Context-Aware RAG#

The VSS Context-Aware RAG is responsible for the video search and summarization based on the dense captions generated from the data processing pipeline. It implements the following data pipelines to achieve it:

Data Ingestion:
- Responsible for receiving and processing incoming documents.
- Uses the context manager to add documents, process them via batching, and prepare them for subsequent retrieval.
Data Retrieval:
- Focuses on extracting the relevant context in response to user queries.
- Leverages Graph-RAG and Vector-RAG functions to deliver precise, context-aware answers.

Context-Aware RAG starts its own process and event loop as to not block the main process and to increase performance.

Data Ingestion#

Parallel and Asynchronous Ingestion:
- Documents are ingested in parallel and asynchronously processed to avoid blocking the main process.
- Documents can be added with doc_index and doc_meta.
  - doc_index is used to uniquely identify the document (doc_0, doc_1, doc_2, etc.).
  - doc_meta is used to store additional metadata about the document ({stream_id: 0, timestamp: 1716393600}).
- Processing is done in Context-Aware RAG separate process.
- Documents can arrive in any order.
Batcher:
- Batcher groups documents into fixed-size, duplicate-checked batches (using doc_id//batch_size).
- When a batch fills up, downstream processing can be triggered immediately (e.g., graph extraction).
Example Batching Process (with batch_size = 2):
- If doc_4 arrives first, it’s placed in batch 2 (doc_id 4 // batch_size 2 = 2)
- When doc_0 arrives, it’s placed in batch 0 (doc_id 0 // batch_size 2 = 0)
- When doc_1 arrives, it completes batch 0 (doc_id 1 // batch_size 2 = 0)
- Batch 0 is now full and triggers asynchronous processing:
  - Partial graph construction begins for documents 0 and 1
- This process continues until all documents arrive
- Once all batches are processed, the final lexical graph is constructed.

Summarization#

CA-RAG provides the following methods for summarizing content.

Batch: This method performs summarization in two stages:
- Batching: Groups together documents into batches and generates summaries for each batch.
- Aggregation: Combines batch summaries using a secondary prompt (summary_aggregation).
This method is ideal for handling long videos.

Data Retrieval (QnA)#

CA-RAG supports Question-Answering (QnA) functionality via VectorRAG and GraphRAG. Multi-stream support is available only for GraphRAG. GraphRAG or VectorRAG can be configured through CA-RAG Configuration.

VectorRAG
- Captions generated by the Vision-Language Model (VLM), along with their embeddings, are stored in Milvus DB.

PARTS OF THE EXERCISE:
A. List the section headings in the Context-Aware RAG documentation that end with the symbol "#", leaving the symbol off.
B. For each statement below, state whether it agrees with the Context-Aware RAG documentation, and quote the words that decide it.
(i) Multi-stream support is available for both VectorRAG and GraphRAG.
(ii) Documents must arrive in the order of their doc_index.
(iii) The Batch summarization method suits long videos.
C. Reproduce everything in the Context-Aware RAG documentation from "Data Retrieval (QnA)#" down to "through CA-RAG Configuration.".

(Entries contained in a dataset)

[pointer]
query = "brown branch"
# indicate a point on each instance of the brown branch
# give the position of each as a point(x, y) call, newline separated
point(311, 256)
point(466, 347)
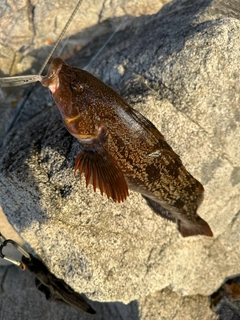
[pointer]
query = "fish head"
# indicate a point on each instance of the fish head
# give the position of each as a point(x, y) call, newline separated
point(51, 81)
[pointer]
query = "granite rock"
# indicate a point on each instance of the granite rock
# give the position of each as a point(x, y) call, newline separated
point(179, 68)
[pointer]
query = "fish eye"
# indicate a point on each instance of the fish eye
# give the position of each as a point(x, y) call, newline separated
point(77, 87)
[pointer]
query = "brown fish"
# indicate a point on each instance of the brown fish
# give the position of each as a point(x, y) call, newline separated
point(122, 149)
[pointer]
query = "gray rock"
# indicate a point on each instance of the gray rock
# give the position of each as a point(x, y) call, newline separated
point(179, 68)
point(32, 304)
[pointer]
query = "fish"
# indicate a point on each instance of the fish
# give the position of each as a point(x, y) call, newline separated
point(121, 150)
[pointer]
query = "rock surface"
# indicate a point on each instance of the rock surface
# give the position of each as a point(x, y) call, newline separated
point(179, 68)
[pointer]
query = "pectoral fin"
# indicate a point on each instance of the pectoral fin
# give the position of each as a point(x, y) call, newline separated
point(103, 172)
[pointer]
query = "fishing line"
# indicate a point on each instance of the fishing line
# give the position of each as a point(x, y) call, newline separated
point(61, 36)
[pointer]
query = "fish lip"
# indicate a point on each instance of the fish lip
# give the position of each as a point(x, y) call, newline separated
point(51, 81)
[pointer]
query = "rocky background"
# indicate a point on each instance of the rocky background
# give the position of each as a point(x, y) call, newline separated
point(175, 62)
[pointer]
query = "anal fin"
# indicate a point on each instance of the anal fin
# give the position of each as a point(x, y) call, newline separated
point(103, 172)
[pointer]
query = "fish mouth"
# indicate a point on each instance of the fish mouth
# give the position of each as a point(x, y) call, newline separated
point(51, 81)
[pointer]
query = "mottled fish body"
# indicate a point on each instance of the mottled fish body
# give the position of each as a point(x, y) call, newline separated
point(121, 149)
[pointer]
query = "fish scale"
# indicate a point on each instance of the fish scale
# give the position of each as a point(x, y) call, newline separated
point(122, 150)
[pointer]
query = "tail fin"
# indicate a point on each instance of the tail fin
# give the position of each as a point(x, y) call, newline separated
point(200, 227)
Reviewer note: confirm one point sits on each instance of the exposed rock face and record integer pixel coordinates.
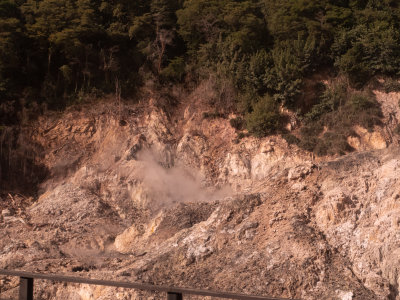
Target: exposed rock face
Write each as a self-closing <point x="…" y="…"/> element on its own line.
<point x="179" y="203"/>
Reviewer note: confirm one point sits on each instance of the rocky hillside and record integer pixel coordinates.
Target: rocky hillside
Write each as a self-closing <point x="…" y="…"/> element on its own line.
<point x="134" y="193"/>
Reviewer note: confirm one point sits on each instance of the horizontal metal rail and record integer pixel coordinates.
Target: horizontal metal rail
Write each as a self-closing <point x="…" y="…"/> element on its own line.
<point x="173" y="293"/>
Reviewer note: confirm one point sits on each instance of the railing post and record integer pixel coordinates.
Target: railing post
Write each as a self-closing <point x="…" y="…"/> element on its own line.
<point x="174" y="296"/>
<point x="25" y="288"/>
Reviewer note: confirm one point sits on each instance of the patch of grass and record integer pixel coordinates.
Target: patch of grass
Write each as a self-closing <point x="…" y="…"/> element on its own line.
<point x="338" y="110"/>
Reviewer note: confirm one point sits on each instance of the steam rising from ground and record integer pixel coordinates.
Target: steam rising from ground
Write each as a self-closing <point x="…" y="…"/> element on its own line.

RESPONSES TO THE EXERCISE:
A.
Context-Aware RAG
Data Ingestion
Summarization
Data Retrieval (QnA)

B.
(i) No: "Multi-stream support is available only for GraphRAG."
(ii) No: "Documents can arrive in any order."
(iii) Yes: "This method is ideal for handling long videos."

C.
Data Retrieval (QnA)#

CA-RAG supports Question-Answering (QnA) functionality via VectorRAG and GraphRAG. Multi-stream support is available only for GraphRAG. GraphRAG or VectorRAG can be configured through CA-RAG Configuration.